Render the stretch from the line containing "flagpole -> box" through the end of the entries as a Markdown table with the columns Row and Line, one line per row, leaving out blank lines.

---------- Supplied records ----------

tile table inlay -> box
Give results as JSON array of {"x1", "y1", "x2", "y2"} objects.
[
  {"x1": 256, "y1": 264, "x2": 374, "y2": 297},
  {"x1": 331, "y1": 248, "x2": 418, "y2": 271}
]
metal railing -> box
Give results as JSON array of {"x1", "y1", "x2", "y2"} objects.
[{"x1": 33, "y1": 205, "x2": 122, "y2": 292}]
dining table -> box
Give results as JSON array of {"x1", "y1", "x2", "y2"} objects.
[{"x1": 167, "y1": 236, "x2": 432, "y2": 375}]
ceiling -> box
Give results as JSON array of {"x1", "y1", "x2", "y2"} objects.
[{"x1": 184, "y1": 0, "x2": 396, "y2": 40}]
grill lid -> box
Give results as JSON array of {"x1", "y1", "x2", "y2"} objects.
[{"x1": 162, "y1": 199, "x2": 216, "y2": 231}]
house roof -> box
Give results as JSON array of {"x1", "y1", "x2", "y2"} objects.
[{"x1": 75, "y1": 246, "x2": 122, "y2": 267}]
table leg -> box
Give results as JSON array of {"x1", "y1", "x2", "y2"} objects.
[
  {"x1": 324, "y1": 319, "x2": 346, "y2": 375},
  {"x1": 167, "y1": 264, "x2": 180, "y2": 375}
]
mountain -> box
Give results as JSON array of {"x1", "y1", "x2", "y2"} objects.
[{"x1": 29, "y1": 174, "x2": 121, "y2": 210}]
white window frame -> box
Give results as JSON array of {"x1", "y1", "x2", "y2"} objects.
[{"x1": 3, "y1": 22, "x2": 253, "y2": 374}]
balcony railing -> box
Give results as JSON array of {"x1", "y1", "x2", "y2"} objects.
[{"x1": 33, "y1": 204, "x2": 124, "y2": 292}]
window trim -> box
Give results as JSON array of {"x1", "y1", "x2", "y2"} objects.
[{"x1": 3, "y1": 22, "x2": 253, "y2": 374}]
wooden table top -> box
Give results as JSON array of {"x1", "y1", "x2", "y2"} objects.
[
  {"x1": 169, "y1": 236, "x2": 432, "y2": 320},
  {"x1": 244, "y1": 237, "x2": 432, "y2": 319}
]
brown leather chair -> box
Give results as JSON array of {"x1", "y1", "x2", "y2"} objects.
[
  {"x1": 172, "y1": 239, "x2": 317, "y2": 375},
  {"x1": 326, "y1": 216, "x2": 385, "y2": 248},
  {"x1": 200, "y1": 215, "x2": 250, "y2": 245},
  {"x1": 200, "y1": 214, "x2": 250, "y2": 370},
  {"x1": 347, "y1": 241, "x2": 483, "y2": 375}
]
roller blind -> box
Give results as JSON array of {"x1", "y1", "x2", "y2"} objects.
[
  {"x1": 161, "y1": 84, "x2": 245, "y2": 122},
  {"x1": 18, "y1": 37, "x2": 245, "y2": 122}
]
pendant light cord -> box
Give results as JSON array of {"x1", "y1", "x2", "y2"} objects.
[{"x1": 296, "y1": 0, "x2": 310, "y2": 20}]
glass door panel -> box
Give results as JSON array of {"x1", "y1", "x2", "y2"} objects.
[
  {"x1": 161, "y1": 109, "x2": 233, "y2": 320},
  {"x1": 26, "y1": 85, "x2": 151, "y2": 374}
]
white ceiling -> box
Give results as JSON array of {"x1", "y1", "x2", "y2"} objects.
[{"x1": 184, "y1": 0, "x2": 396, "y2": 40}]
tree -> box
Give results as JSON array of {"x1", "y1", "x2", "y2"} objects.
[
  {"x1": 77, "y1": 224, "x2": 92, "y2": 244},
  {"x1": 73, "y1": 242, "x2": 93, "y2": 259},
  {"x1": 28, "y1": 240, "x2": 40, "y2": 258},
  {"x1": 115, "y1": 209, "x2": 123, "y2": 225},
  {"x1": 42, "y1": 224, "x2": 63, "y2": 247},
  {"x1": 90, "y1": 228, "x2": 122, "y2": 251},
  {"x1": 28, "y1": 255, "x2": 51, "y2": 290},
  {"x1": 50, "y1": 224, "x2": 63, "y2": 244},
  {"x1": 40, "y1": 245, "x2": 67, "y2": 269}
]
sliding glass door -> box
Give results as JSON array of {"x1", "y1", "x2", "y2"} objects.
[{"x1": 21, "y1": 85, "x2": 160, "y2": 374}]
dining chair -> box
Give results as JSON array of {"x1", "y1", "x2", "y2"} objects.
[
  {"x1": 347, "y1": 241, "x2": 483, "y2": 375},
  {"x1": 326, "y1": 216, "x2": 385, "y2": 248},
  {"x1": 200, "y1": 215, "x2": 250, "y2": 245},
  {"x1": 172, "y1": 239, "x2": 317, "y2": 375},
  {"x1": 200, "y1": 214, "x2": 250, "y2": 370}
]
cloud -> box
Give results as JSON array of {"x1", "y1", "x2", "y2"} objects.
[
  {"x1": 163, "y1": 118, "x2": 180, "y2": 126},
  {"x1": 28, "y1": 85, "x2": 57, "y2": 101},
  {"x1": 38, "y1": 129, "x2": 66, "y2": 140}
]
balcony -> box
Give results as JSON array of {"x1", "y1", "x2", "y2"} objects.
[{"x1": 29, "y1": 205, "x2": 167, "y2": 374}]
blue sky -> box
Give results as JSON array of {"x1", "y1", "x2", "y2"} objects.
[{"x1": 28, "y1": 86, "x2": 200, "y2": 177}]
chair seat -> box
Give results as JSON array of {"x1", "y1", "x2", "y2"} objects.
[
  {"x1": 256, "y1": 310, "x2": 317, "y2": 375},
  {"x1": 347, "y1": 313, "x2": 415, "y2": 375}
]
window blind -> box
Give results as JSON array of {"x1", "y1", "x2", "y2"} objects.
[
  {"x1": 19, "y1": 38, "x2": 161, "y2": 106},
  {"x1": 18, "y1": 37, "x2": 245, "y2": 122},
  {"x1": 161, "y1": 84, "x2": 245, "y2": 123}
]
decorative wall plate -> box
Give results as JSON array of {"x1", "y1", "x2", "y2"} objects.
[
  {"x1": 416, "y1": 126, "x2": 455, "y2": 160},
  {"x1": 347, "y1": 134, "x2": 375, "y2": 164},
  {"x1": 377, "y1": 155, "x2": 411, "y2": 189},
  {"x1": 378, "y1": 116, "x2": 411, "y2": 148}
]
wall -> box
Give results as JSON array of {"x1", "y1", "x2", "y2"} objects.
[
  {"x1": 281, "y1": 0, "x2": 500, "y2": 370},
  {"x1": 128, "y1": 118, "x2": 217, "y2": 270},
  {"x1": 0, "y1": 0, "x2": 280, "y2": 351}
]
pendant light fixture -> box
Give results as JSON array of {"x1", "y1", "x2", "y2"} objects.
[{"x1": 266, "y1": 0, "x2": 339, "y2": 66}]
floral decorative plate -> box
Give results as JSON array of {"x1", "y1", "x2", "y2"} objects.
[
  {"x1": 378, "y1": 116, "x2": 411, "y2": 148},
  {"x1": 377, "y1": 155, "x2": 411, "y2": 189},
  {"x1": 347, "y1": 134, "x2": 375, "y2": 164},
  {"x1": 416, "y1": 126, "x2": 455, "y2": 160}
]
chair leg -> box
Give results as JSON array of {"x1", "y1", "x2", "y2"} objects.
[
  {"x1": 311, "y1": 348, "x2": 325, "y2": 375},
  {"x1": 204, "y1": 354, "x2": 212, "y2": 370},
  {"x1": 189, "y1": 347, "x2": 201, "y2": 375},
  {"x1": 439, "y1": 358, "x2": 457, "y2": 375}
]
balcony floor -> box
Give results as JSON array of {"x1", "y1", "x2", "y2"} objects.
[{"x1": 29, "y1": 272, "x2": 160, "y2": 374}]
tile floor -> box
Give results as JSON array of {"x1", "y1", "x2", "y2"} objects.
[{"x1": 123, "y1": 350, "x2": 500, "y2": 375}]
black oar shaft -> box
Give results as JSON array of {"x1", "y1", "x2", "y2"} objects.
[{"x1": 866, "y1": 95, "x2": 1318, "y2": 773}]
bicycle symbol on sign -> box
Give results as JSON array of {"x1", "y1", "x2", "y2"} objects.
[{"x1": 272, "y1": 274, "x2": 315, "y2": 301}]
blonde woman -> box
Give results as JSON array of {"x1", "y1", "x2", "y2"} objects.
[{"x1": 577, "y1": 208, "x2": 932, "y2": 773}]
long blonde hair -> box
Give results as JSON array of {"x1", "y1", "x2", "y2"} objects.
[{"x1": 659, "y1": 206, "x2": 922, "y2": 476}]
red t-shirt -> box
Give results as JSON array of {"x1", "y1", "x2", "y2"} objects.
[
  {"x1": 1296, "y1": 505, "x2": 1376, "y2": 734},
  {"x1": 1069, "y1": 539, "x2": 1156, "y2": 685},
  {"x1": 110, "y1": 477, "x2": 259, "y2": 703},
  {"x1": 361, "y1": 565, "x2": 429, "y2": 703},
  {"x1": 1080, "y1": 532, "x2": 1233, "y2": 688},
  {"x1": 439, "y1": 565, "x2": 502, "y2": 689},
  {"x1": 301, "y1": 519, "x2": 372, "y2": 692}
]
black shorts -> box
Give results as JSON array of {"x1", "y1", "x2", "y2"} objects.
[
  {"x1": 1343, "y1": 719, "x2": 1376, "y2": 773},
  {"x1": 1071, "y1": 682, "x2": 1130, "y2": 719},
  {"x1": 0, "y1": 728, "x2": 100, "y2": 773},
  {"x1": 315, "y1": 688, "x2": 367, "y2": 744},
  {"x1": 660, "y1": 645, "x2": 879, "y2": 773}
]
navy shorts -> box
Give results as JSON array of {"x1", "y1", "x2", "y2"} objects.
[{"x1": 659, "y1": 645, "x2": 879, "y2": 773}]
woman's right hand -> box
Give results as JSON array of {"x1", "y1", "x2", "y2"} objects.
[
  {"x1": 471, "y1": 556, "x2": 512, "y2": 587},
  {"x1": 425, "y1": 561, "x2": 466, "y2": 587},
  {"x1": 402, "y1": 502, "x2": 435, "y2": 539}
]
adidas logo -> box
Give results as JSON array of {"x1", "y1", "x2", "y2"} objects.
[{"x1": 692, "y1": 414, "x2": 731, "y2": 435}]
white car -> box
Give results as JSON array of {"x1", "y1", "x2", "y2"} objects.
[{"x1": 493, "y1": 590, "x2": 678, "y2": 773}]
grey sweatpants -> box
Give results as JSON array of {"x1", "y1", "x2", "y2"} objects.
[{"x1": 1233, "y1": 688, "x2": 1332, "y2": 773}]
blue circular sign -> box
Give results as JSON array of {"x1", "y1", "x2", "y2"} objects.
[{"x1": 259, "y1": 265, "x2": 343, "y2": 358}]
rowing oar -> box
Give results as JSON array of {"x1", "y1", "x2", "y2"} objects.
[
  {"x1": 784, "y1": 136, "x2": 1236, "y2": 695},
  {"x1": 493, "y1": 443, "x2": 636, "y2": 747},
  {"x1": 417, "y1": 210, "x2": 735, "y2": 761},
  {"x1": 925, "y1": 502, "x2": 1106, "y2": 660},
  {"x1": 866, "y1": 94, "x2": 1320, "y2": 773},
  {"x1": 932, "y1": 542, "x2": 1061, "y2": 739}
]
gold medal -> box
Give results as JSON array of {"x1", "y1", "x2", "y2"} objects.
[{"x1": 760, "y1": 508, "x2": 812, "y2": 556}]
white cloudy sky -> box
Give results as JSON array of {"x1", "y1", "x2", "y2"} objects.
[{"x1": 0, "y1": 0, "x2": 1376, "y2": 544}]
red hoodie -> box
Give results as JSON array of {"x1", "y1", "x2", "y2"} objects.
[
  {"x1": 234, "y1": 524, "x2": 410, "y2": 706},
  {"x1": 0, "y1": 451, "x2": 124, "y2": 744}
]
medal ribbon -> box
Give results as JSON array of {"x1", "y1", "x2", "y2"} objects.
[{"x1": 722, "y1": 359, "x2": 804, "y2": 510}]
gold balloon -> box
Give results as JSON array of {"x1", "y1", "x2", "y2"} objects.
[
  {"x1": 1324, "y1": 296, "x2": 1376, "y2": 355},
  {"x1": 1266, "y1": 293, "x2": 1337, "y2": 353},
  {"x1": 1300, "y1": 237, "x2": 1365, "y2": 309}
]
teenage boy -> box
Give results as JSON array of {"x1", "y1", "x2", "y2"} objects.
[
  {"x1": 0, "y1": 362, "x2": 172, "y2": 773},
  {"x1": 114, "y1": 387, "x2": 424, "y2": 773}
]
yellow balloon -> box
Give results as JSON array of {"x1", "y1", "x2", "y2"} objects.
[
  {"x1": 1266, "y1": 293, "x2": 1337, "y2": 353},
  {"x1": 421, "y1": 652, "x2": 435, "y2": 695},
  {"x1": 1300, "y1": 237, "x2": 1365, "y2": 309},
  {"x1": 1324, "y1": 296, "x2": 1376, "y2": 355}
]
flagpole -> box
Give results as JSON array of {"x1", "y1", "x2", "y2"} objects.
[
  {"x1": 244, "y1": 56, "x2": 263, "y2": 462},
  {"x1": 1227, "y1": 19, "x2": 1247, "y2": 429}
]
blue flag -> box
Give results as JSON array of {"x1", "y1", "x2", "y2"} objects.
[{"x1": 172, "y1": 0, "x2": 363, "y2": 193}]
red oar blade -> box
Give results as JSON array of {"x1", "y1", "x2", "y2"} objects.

----------

__Completed task__:
| Row | Line |
|---|---|
| 1 | flagpole -> box |
| 2 | Give results as JSON array of {"x1", "y1", "x2", "y2"} objects. |
| 3 | [ |
| 4 |   {"x1": 244, "y1": 56, "x2": 263, "y2": 462}, |
| 5 |   {"x1": 1227, "y1": 19, "x2": 1247, "y2": 429} |
| 6 | ] |
| 7 | blue flag -> box |
| 8 | Give results as JSON array of {"x1", "y1", "x2", "y2"} objects. |
| 9 | [{"x1": 172, "y1": 0, "x2": 363, "y2": 193}] |
| 10 | red oar blade -> box |
| 11 | Give results as JSON array of {"x1", "y1", "x2", "y2"} objects. |